The sample code you sent is working great! Thanks.

I have one more question. If cell D2 referenced above in the sample code is a named range called “MyFancyCell”, how can I get that named range in the HTML for that TD (i.e. as an ID or Name of “MyFancyCell”)? Is there some setting or function built into Aspose.Cells that allows that named range to come out into the HTML? If not, can you think of another way to get that out into the HTML?

@DanielAbc123,

You may try following sample code which exports a named range to Html. Please give it a try and provide your feedback.

/**
* Generates HTML from the given named range within the given Excel workbook and
* saves the HTML as a file.
*
* @param xlFile full path to the Excel file.
* @param xlRange String representing the named range to be converted to HTML
* @param outFile full path of output file.

* _Exercises to complete_:
A – In the forum thread, what does the sample code in the reply do, and what does each of its three parameters supply? Answer in one to three sentences.
B – Copy the forum thread word for word, from "I have one more" up to and including "HTML as a file.".
C – Decide whether each statement below agrees with the forum thread. Answer yes or no for each one, and quote the words from the thread that decide it.
(i) The sample code sent earlier was not working.
(ii) The named range in the question is called "MyFancyCell".
(iii) The outFile parameter gives the full path to the Excel file.

* _Given entries_:
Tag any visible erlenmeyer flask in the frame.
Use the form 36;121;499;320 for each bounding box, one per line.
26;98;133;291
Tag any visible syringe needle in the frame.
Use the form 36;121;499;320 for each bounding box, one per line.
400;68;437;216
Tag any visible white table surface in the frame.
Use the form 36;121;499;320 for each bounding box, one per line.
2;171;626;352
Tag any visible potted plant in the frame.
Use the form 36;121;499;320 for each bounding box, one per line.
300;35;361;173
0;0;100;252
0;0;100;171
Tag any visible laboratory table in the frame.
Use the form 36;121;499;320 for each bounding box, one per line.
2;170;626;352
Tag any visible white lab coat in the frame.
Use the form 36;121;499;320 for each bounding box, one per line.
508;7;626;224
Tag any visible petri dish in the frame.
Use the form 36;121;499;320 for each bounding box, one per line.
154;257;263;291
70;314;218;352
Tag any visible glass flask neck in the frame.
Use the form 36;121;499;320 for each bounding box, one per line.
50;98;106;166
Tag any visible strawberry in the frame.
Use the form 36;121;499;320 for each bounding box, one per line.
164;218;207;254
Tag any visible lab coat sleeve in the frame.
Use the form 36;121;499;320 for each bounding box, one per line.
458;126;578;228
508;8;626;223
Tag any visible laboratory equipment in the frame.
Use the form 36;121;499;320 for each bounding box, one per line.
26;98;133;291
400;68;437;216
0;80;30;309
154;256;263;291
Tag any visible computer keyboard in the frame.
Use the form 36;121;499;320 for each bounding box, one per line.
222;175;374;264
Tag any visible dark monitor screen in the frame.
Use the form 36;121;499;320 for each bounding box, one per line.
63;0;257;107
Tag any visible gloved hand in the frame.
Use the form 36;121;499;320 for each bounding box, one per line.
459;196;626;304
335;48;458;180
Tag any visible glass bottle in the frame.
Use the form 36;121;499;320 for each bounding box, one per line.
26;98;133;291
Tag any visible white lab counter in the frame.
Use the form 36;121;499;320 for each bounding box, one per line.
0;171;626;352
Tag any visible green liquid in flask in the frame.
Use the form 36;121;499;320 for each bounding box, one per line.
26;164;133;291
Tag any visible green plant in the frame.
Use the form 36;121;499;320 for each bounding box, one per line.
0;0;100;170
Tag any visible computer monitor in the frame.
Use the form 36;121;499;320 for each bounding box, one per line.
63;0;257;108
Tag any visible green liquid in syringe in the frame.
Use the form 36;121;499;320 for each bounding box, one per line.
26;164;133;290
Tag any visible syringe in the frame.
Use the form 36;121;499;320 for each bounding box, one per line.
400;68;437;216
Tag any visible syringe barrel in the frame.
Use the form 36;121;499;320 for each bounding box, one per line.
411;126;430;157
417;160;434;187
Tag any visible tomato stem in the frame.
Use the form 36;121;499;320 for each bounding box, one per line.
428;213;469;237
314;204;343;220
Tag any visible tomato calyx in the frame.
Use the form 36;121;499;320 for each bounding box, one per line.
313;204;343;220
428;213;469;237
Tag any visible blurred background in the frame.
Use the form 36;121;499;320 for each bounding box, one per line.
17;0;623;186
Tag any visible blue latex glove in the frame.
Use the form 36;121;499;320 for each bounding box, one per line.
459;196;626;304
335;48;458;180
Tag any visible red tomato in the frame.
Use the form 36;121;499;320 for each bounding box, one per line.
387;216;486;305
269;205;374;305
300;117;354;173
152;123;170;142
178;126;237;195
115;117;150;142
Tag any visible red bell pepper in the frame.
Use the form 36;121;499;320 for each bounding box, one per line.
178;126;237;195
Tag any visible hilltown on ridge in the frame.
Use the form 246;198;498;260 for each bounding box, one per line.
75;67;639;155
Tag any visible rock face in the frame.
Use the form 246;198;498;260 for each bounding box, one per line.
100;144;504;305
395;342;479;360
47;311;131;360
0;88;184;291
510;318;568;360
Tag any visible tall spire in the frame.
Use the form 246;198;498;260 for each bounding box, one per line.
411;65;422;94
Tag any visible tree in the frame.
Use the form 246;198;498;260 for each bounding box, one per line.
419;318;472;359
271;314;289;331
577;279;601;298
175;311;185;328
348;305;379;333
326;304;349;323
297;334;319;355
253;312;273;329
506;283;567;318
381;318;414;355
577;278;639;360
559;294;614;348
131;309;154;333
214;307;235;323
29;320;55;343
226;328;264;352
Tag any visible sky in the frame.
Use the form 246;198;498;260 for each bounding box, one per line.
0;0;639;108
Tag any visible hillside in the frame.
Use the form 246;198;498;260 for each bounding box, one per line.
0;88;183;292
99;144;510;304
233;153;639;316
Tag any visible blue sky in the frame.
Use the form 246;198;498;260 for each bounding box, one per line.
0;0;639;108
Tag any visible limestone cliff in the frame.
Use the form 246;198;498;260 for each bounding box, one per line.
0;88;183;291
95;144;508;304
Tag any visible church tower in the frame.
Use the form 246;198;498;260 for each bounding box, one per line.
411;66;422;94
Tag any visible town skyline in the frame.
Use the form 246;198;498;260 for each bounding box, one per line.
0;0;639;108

* _Set of answers_:
A – The sample code generates HTML from a given named range in a given Excel workbook and saves that HTML as a file. Its parameters supply the full path to the Excel file (xlFile), a string naming the named range to convert to HTML (xlRange), and the full path of the output file (outFile).

B –
I have one more question. If cell D2 referenced above in the sample code is a named range called “MyFancyCell”, how can I get that named range in the HTML for that TD (i.e. as an ID or Name of “MyFancyCell”)? Is there some setting or function built into Aspose.Cells that allows that named range to come out into the HTML? If not, can you think of another way to get that out into the HTML?

@DanielAbc123,

You may try following sample code which exports a named range to Html. Please give it a try and provide your feedback.

/**
* Generates HTML from the given named range within the given Excel workbook and
* saves the HTML as a file.

C –
(i) No: "The sample code you sent is working great!"
(ii) Yes: "If cell D2 referenced above in the sample code is a named range called “MyFancyCell”"
(iii) No: "@param outFile full path of output file."